### Record extracts:
....
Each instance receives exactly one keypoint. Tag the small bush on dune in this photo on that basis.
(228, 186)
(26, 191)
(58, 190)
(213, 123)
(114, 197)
....
### Task directions:
The full listing, top to bottom: write it out again exactly.

### Answer for the task:
Each instance receives exactly one keypoint. Tag the small bush on dune in this photo on that basis.
(228, 186)
(26, 191)
(58, 190)
(213, 123)
(114, 197)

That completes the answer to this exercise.